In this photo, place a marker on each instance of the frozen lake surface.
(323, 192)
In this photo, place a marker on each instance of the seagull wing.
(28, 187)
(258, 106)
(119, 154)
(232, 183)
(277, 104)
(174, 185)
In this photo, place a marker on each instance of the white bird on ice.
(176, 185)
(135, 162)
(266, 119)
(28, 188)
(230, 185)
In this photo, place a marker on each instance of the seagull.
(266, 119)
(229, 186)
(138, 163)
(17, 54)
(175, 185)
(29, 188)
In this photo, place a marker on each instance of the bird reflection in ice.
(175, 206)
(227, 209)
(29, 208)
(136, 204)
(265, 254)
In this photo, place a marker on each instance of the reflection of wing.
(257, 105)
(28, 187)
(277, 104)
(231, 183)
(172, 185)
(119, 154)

○ ○ ○

- 課題の指示 -
上記のエントリをすべて更新し、「place a marker」を「put a dot」に置き換えて、それ以外は一切変えずにもう一度示してください。

- この課題の出力 -
In this photo, put a dot on each instance of the frozen lake surface.
(323, 192)
In this photo, put a dot on each instance of the seagull wing.
(28, 187)
(258, 106)
(119, 154)
(232, 183)
(277, 104)
(174, 185)
In this photo, put a dot on each instance of the white bird on ice.
(176, 185)
(135, 162)
(266, 119)
(28, 188)
(230, 185)
In this photo, put a dot on each instance of the seagull.
(266, 119)
(229, 186)
(138, 163)
(17, 54)
(175, 185)
(29, 188)
In this photo, put a dot on each instance of the bird reflection in ice.
(175, 206)
(227, 209)
(29, 208)
(136, 204)
(265, 254)
In this photo, put a dot on each instance of the reflection of wing.
(257, 105)
(28, 187)
(277, 104)
(231, 183)
(172, 185)
(119, 154)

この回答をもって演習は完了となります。